→ EXERCISE GOAL:
Copy out all the entries word for word.

[Point labeling examples]
..........
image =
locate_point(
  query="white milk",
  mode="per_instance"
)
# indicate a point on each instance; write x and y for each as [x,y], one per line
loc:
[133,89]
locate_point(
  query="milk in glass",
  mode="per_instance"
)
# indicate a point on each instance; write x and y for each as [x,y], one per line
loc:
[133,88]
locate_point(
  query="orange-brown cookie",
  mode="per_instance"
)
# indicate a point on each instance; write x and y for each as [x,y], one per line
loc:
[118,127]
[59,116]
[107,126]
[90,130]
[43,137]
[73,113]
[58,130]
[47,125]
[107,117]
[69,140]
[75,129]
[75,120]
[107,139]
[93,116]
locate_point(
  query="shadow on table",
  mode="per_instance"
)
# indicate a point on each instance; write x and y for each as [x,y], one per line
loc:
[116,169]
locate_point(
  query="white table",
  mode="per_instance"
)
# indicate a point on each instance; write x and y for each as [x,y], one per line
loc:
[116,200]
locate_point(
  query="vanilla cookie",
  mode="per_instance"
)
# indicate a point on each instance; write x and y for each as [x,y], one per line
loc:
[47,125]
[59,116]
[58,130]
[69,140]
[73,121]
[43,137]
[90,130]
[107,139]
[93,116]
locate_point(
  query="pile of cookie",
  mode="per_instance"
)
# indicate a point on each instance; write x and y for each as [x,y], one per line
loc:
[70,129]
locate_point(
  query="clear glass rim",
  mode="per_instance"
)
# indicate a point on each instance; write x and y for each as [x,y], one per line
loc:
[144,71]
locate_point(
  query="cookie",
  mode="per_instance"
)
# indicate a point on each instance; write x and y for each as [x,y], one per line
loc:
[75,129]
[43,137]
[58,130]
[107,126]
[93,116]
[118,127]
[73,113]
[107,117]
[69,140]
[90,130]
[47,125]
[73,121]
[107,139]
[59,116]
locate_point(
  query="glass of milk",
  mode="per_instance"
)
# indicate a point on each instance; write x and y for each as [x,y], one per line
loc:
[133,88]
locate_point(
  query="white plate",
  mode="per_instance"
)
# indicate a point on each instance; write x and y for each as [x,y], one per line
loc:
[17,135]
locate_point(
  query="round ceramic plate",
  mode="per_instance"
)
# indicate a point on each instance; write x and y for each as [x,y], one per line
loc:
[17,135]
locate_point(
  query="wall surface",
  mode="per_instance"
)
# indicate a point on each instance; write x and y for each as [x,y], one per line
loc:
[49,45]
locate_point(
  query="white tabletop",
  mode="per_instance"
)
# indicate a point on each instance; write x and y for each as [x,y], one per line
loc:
..........
→ FINISHED ANSWER:
image =
locate_point(
  query="white milk",
  mode="per_instance"
)
# indicate a point on each instance; write x and y for each as [x,y], one per line
loc:
[133,89]
locate_point(
  query="milk in glass",
  mode="per_instance"
)
# indicate a point on each instance; write x and y for each as [x,y], one per line
loc:
[133,88]
locate_point(
  query="orange-brown cookie",
  mode="per_instance"
)
# indicate a point on each instance; write x and y for each as [x,y], one per line
loc:
[118,127]
[59,116]
[107,126]
[90,130]
[43,137]
[73,113]
[58,130]
[47,125]
[107,117]
[69,140]
[75,129]
[75,120]
[107,139]
[93,116]
locate_point(
  query="shadow on table",
  mode="per_instance"
)
# indicate a point on each instance; write x and y for each as [x,y], one per line
loc:
[116,169]
locate_point(
  query="white table",
  mode="per_instance"
)
# indicate a point on each instance; write x and y for each as [x,y], one per line
loc:
[116,200]
locate_point(
  query="vanilla cookie",
  mode="per_instance"
)
# indicate a point on each instance; write x and y for each as [x,y], one per line
loc:
[47,125]
[59,116]
[58,130]
[69,140]
[73,121]
[43,137]
[90,130]
[107,139]
[93,116]
locate_point(
  query="pile of cookie",
  mode="per_instance"
)
# indicate a point on each instance; write x and y for each as [x,y], one per line
loc:
[70,129]
locate_point(
  query="clear glass rim",
  mode="per_instance"
)
# indicate a point on each instance; write x and y for each as [x,y], one per line
loc:
[144,71]
locate_point(
  query="cookie",
  mode="per_instance"
)
# indicate a point on each instance; write x and y for each as [x,y], one per line
loc:
[75,129]
[43,137]
[58,130]
[107,126]
[93,116]
[118,127]
[73,113]
[107,117]
[69,140]
[90,130]
[47,125]
[73,121]
[107,139]
[59,116]
locate_point(
  query="glass of milk",
  mode="per_instance"
)
# indicate a point on each instance; write x and y for each as [x,y], one per line
loc:
[133,88]
locate_point(
  query="white plate",
  mode="per_instance"
)
# indicate a point on each instance; write x and y for each as [x,y], one per line
loc:
[17,135]
locate_point(
  query="round ceramic plate",
  mode="per_instance"
)
# indicate a point on each instance; write x and y for each as [x,y], one per line
loc:
[17,135]
locate_point(
  query="wall surface",
  mode="per_instance"
)
# indicate a point on each instance; write x and y for each as [x,y], one per line
loc:
[49,45]
locate_point(
  query="white tabletop",
  mode="per_instance"
)
# indicate a point on each instance; write x and y for each as [x,y], one per line
loc:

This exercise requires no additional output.